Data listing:
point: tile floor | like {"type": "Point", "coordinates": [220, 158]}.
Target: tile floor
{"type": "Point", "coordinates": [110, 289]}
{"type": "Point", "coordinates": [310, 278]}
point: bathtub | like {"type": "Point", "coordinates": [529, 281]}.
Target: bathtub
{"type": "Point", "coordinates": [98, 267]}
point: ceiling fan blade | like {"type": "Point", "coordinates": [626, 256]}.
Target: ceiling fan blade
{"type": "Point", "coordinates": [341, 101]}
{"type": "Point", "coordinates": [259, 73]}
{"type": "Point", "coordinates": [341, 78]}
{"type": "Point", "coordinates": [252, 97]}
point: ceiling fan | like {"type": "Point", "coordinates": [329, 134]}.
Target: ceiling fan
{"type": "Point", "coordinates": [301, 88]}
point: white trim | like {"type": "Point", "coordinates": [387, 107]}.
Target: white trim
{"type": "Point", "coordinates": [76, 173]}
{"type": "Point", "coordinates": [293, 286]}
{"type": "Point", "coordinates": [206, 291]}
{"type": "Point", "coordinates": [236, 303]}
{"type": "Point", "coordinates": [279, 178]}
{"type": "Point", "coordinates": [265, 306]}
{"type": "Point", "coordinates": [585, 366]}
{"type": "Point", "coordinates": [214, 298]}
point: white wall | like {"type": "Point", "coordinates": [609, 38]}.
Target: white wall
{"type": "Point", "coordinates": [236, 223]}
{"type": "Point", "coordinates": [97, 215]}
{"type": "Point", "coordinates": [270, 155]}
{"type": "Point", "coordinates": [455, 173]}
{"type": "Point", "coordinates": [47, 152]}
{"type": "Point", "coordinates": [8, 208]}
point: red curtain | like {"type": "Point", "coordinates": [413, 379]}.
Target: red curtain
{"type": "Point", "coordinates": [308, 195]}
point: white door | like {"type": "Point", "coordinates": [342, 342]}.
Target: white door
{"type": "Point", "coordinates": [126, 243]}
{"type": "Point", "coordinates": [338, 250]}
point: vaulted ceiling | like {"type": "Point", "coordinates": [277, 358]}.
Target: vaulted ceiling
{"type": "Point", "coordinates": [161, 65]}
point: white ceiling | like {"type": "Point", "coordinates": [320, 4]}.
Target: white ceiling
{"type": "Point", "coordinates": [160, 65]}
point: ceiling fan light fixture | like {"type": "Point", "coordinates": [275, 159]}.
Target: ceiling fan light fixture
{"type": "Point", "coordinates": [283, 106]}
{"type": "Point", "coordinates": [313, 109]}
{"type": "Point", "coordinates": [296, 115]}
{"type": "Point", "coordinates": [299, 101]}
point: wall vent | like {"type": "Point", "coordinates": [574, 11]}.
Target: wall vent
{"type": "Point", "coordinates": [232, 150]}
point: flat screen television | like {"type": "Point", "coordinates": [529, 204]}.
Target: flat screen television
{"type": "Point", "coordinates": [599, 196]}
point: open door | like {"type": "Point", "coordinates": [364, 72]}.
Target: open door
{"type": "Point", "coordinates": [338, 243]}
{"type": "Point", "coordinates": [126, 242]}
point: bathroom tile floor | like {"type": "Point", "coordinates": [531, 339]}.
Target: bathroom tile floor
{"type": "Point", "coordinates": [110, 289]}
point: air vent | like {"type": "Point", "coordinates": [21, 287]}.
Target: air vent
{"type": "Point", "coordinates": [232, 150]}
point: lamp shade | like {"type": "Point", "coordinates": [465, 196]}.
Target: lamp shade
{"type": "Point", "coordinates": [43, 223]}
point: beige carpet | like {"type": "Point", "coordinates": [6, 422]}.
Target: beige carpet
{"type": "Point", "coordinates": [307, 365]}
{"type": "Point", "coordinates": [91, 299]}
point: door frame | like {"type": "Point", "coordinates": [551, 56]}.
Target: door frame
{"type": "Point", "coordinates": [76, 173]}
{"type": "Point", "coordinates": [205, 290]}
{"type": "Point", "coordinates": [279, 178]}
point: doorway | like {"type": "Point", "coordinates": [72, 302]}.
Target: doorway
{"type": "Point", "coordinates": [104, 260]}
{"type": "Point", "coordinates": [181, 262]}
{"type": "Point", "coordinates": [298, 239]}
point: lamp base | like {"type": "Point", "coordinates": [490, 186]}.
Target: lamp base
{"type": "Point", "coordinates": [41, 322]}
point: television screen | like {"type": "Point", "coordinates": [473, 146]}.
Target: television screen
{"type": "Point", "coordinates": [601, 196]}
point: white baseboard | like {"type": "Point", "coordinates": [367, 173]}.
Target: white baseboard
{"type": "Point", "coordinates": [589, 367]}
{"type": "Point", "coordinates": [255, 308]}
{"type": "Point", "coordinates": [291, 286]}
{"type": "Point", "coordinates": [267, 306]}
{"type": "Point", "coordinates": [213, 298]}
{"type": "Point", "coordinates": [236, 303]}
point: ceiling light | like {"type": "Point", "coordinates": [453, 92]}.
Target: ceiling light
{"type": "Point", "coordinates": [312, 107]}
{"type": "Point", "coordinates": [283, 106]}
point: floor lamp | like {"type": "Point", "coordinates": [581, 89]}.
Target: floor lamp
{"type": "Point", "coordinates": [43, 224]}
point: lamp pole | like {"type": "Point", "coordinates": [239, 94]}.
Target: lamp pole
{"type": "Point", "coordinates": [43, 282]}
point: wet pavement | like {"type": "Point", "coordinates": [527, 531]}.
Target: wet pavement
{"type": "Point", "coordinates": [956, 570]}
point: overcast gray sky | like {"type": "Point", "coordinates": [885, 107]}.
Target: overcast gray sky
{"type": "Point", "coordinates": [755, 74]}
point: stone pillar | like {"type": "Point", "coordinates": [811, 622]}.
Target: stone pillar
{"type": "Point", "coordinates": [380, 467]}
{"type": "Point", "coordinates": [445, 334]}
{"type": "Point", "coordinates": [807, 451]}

Stated goal - Present every row above as a numbered list, skipping any blank lines.

Output below -
1. point: tile floor | like {"type": "Point", "coordinates": [220, 158]}.
2. Target: tile floor
3. {"type": "Point", "coordinates": [110, 289]}
4. {"type": "Point", "coordinates": [310, 278]}
5. point: bathtub | like {"type": "Point", "coordinates": [529, 281]}.
6. Target: bathtub
7. {"type": "Point", "coordinates": [98, 267]}
8. point: ceiling fan blade | like {"type": "Point", "coordinates": [626, 256]}.
9. Target: ceiling fan blade
10. {"type": "Point", "coordinates": [341, 101]}
11. {"type": "Point", "coordinates": [259, 73]}
12. {"type": "Point", "coordinates": [341, 78]}
13. {"type": "Point", "coordinates": [252, 97]}
14. point: ceiling fan | like {"type": "Point", "coordinates": [329, 134]}.
15. Target: ceiling fan
16. {"type": "Point", "coordinates": [301, 88]}
17. point: white trim | like {"type": "Point", "coordinates": [387, 107]}.
18. Target: white trim
19. {"type": "Point", "coordinates": [76, 173]}
20. {"type": "Point", "coordinates": [293, 286]}
21. {"type": "Point", "coordinates": [206, 291]}
22. {"type": "Point", "coordinates": [236, 303]}
23. {"type": "Point", "coordinates": [279, 178]}
24. {"type": "Point", "coordinates": [265, 306]}
25. {"type": "Point", "coordinates": [585, 366]}
26. {"type": "Point", "coordinates": [214, 298]}
27. point: white wall | like {"type": "Point", "coordinates": [609, 38]}.
28. Target: white wall
29. {"type": "Point", "coordinates": [236, 223]}
30. {"type": "Point", "coordinates": [97, 215]}
31. {"type": "Point", "coordinates": [270, 155]}
32. {"type": "Point", "coordinates": [455, 173]}
33. {"type": "Point", "coordinates": [47, 152]}
34. {"type": "Point", "coordinates": [8, 208]}
35. point: red curtain | like {"type": "Point", "coordinates": [413, 379]}.
36. Target: red curtain
37. {"type": "Point", "coordinates": [308, 195]}
38. point: white door | like {"type": "Point", "coordinates": [342, 342]}.
39. Target: white door
40. {"type": "Point", "coordinates": [126, 243]}
41. {"type": "Point", "coordinates": [338, 250]}
42. point: vaulted ceiling | like {"type": "Point", "coordinates": [277, 358]}.
43. Target: vaulted ceiling
44. {"type": "Point", "coordinates": [161, 65]}
45. point: white ceiling | like {"type": "Point", "coordinates": [320, 4]}.
46. Target: white ceiling
47. {"type": "Point", "coordinates": [160, 65]}
48. point: ceiling fan light fixture | like {"type": "Point", "coordinates": [275, 159]}.
49. Target: ceiling fan light fixture
50. {"type": "Point", "coordinates": [283, 106]}
51. {"type": "Point", "coordinates": [313, 109]}
52. {"type": "Point", "coordinates": [296, 115]}
53. {"type": "Point", "coordinates": [299, 101]}
54. point: wall vent | like {"type": "Point", "coordinates": [574, 11]}.
55. Target: wall vent
56. {"type": "Point", "coordinates": [232, 150]}
57. point: flat screen television | like {"type": "Point", "coordinates": [529, 204]}.
58. Target: flat screen television
59. {"type": "Point", "coordinates": [599, 196]}
60. point: open door | like {"type": "Point", "coordinates": [364, 72]}.
61. Target: open door
62. {"type": "Point", "coordinates": [338, 243]}
63. {"type": "Point", "coordinates": [126, 242]}
64. point: bathroom tile floor | like {"type": "Point", "coordinates": [531, 339]}.
65. Target: bathroom tile floor
66. {"type": "Point", "coordinates": [110, 289]}
67. point: air vent | like {"type": "Point", "coordinates": [21, 287]}.
68. Target: air vent
69. {"type": "Point", "coordinates": [232, 150]}
70. point: lamp shade | like {"type": "Point", "coordinates": [465, 196]}.
71. Target: lamp shade
72. {"type": "Point", "coordinates": [43, 223]}
73. point: beige carpet | like {"type": "Point", "coordinates": [6, 422]}.
74. Target: beige carpet
75. {"type": "Point", "coordinates": [307, 365]}
76. {"type": "Point", "coordinates": [91, 299]}
77. point: door frame | like {"type": "Point", "coordinates": [551, 56]}.
78. Target: door frame
79. {"type": "Point", "coordinates": [76, 173]}
80. {"type": "Point", "coordinates": [205, 290]}
81. {"type": "Point", "coordinates": [279, 178]}
82. point: doorway | like {"type": "Point", "coordinates": [72, 302]}.
83. Target: doorway
84. {"type": "Point", "coordinates": [104, 260]}
85. {"type": "Point", "coordinates": [181, 262]}
86. {"type": "Point", "coordinates": [298, 239]}
87. point: lamp base | like {"type": "Point", "coordinates": [490, 186]}.
88. Target: lamp base
89. {"type": "Point", "coordinates": [41, 322]}
90. point: television screen | like {"type": "Point", "coordinates": [473, 146]}.
91. Target: television screen
92. {"type": "Point", "coordinates": [601, 196]}
93. point: white baseboard | like {"type": "Point", "coordinates": [367, 173]}.
94. Target: white baseboard
95. {"type": "Point", "coordinates": [589, 367]}
96. {"type": "Point", "coordinates": [255, 308]}
97. {"type": "Point", "coordinates": [291, 286]}
98. {"type": "Point", "coordinates": [267, 306]}
99. {"type": "Point", "coordinates": [213, 298]}
100. {"type": "Point", "coordinates": [236, 303]}
101. point: ceiling light | like {"type": "Point", "coordinates": [453, 92]}.
102. Target: ceiling light
103. {"type": "Point", "coordinates": [312, 107]}
104. {"type": "Point", "coordinates": [283, 106]}
105. point: floor lamp | like {"type": "Point", "coordinates": [581, 89]}.
106. Target: floor lamp
107. {"type": "Point", "coordinates": [43, 224]}
108. point: lamp pole | like {"type": "Point", "coordinates": [239, 94]}.
109. Target: lamp pole
110. {"type": "Point", "coordinates": [43, 282]}
111. point: wet pavement | like {"type": "Point", "coordinates": [527, 531]}.
112. Target: wet pavement
113. {"type": "Point", "coordinates": [956, 570]}
114. point: overcast gray sky | like {"type": "Point", "coordinates": [885, 107]}.
115. Target: overcast gray sky
116. {"type": "Point", "coordinates": [755, 74]}
117. point: stone pillar | like {"type": "Point", "coordinates": [811, 622]}.
118. Target: stone pillar
119. {"type": "Point", "coordinates": [380, 467]}
120. {"type": "Point", "coordinates": [445, 334]}
121. {"type": "Point", "coordinates": [807, 451]}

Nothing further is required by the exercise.